- _Goal_
Rewrite every line of the records below, copying the lines that begin with "point:" unchanged and raising each coordinate in the answers by 144. Leave the pictures out of your answer.

** START Source records **

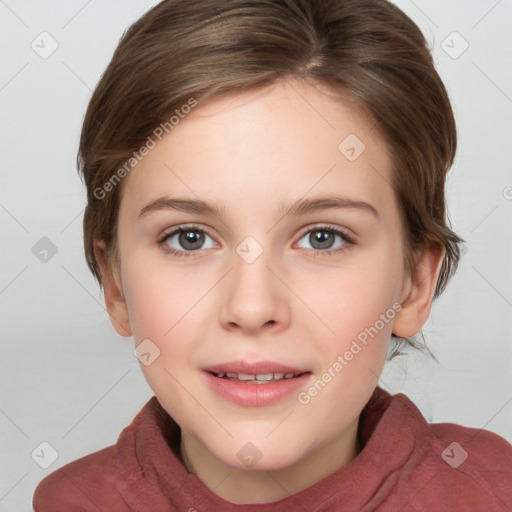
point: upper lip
(255, 368)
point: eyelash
(349, 241)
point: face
(260, 244)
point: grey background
(69, 380)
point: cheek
(159, 298)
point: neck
(252, 486)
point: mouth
(255, 384)
(260, 378)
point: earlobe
(418, 293)
(114, 298)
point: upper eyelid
(318, 227)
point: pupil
(191, 240)
(321, 239)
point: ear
(114, 298)
(418, 293)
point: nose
(253, 299)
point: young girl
(266, 214)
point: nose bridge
(252, 297)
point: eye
(186, 239)
(325, 239)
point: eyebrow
(299, 207)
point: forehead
(285, 139)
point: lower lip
(255, 395)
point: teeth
(243, 376)
(260, 378)
(265, 376)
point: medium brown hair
(367, 50)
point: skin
(253, 154)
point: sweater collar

** END Source records **

- _Result of this task_
point: upper lip
(399, 512)
point: eyelash
(493, 385)
point: face
(404, 388)
point: grey background
(213, 524)
point: cheek
(303, 442)
point: neck
(396, 630)
point: mouth
(399, 528)
(404, 522)
point: earlobe
(562, 437)
(258, 442)
point: upper eyelid
(462, 371)
point: pupil
(335, 384)
(465, 383)
point: ear
(258, 442)
(562, 437)
point: nose
(397, 443)
point: young girl
(410, 358)
point: nose bridge
(396, 441)
point: eye
(330, 383)
(469, 383)
point: eyebrow
(443, 351)
point: forehead
(429, 283)
point: lower lip
(399, 539)
point: teeth
(387, 520)
(404, 522)
(409, 520)
point: medium brown hair
(511, 194)
point: skin
(397, 298)
point: sweater collar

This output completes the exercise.